## Stated problem 1
Answer these questions on the passage about acid-catalyzed cellulose hydrolysis in ionic liquids:
(a) In the 2007 report by Li et al., what were the TRS and glucose yields with an acid/cellulose mass ratio of 0.46 after 42 min at 100°C?
(b) With hydrochloric acid as the catalyst, what TRS yield was reached for pine wood?
(c) In which ionic liquid did Vanoye et al. study the hydrolysis of cellobiose?
## Stated problem 2
Format the records from the line containing "of the blond" through the end of the records, inclusive, as a two-column CSV with columns task and value, one row per task. Put the task text and its answer each in a single quoted field, replacing any line breaks with spaces.

## Excerpt provided
_ _ _ _ _ _ _

In 2007, Li et al. first reported the hydrolysis behavior of cellulose in ILs in the presence of mineral acids [58]. The results showed that catalytic amounts of mineral acid were sufficient to stimulate the hydrolysis reaction. For example, when the acid/cellulose mass ratio was set to 0.46, yields of total reducing sugar (TRS) and glucose were 64 and 36%, respectively, after 42 min at 100°C. In fact, excess acid loading in the ILs system was detrimental in terms of sugar yields because side reaction tended to occur which consumed the hydrolysis products. Preliminary kinetic study indicated that the cellulose hydrolysis catalyzed by H2SO4 followed a consecutive first-order reaction sequence, where k1 for TRS formation and k2 for TRS degradation were 0.073 min-1 and 0.007 min-1, respectively. Their further study on the hydrolysis behavior of lignocellulose in ILs demonstrated that hydrochloric acid was also an effective catalyst [59]. TRS yields were up to 66, 74, 81, and 68% for hydrolysis of corn stalk, rice straw, pine wood, and bagasse, respectively, in the presence of only 7 wt% catalyst at 100°C under an atmospheric pressure within 60 min. Under those conditions, the con­stants for k1 and k2 were 0.068 and 0.007 min-1, respectively, for the hydrolysis of corn stalk. Similar work was also done by Li et al. using different woody lignocellulosic materials, and it was found that the acidic pretreatment of woody biomass species (Eucalyptus grandis, Southern pine and Norway spruce) in [Amim] Cl resulted in the near-complete hydrolysis of cellulose, hemicellulose and a significant amount of lignin [60]. Acid-catalyzed conversion of loblolly pine wood was also investigated in [Bmim] Cl and almost identical results were achieved [61].

Toward a better understanding of the acidic hydrolysis behavior of cellulose in ILs, Vanoye et al. investigated the kinetics of the acid-catalyzed hydrolysis of cellobiose in the ILs 1-ethyl-3-methylimidazolium chloride ([Emim]Cl), which was usually studied as a model for general lignocellulosic biomass hydrolysis in ILs systems. The results showed that the rates of the two competitive reactions, polysaccharide hydrolysis, and sugar decomposition, varied with acid strength, and that for acids with an aqueous pKa below approximately zero. It was found that the hydrolysis reaction was significantly faster than the degradation of glucose, thus allowing hydrolysis to be performed with a high selectivity in glucose, which was consisted with the results obtained in Li’s work [62]. It was expected that the higher the degree of polymerization (DP) value of cellulose, the longer the reaction time will be required for a satisfactory glucose yield, while more TRS will be observed with a shorter reaction time in ILs, which implies that cellulose hydro­lysis in ILs catalyzed by mineral acids most likely follows a random hydrolysis mechanism, as observed with the concentrated-acid system [58]. It was proposed that both endoglycosidic and exoglycosidic scissions occur during the hydrolysis process, but the endoglycosidic product, oligoglucoses, is the major one at the initial stage, which was usually observed in traditional heterogeneous hydrolytic systems. Since then, a lot of mineral acids, organic acids, and solid acids have been applied for the homogeneous hydrolysis of cellulose and lignocellulosic materials in ionic liquids. The results have been summarized in Table 3.1 [63, 64].

_ _ _ _ _ _ _

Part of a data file

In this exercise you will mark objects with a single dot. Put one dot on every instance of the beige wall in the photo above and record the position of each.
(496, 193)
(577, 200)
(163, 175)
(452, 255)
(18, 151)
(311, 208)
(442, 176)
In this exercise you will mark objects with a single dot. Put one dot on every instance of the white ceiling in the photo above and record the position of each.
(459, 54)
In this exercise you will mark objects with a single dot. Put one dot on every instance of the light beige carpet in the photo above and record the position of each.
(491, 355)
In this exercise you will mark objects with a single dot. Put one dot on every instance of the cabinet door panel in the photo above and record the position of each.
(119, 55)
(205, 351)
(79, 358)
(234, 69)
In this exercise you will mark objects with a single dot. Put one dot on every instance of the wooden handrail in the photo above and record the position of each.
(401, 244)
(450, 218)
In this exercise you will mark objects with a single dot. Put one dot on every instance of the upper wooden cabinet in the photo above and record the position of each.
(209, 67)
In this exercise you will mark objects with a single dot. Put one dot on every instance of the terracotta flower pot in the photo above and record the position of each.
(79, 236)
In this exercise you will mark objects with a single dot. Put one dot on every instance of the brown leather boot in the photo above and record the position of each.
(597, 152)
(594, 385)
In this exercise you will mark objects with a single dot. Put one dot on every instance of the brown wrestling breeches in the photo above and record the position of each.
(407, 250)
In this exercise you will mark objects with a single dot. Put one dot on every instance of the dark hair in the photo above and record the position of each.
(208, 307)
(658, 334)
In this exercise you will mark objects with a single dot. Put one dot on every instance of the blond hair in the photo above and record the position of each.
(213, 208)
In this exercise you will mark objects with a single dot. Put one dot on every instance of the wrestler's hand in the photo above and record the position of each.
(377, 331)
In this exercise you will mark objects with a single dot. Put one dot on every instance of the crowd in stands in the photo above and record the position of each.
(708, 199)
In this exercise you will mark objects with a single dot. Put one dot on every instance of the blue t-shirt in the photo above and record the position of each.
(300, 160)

_ _ _ _ _ _ _

## Task answer 1
(a) 64% TRS and 36% glucose
(b) 81%
(c) 1-ethyl-3-methylimidazolium chloride ([Emim]Cl)

## Task answer 2
task,value
"In this exercise you will mark objects with a single dot. Put one dot on every instance of the blond hair in the photo above and record the position of each.","(213, 208)"
"In this exercise you will mark objects with a single dot. Put one dot on every instance of the wrestler's hand in the photo above and record the position of each.","(377, 331)"
"In this exercise you will mark objects with a single dot. Put one dot on every instance of the crowd in stands in the photo above and record the position of each.","(708, 199)"
"In this exercise you will mark objects with a single dot. Put one dot on every instance of the blue t-shirt in the photo above and record the position of each.","(300, 160)"